§ Task statement: Rewrite the items below, changing each "white mask" to "light-colored mask" and keeping every other word the same.

[Data records]
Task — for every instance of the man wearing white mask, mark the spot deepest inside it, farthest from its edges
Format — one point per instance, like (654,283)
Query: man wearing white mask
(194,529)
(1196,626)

§ Full output:
Task — for every instance of the man wearing light-colored mask, mark the spot deepest inside it, farthest from its edges
Format — one point per instance, like (654,283)
Query: man wearing light-colored mask
(194,529)
(1196,626)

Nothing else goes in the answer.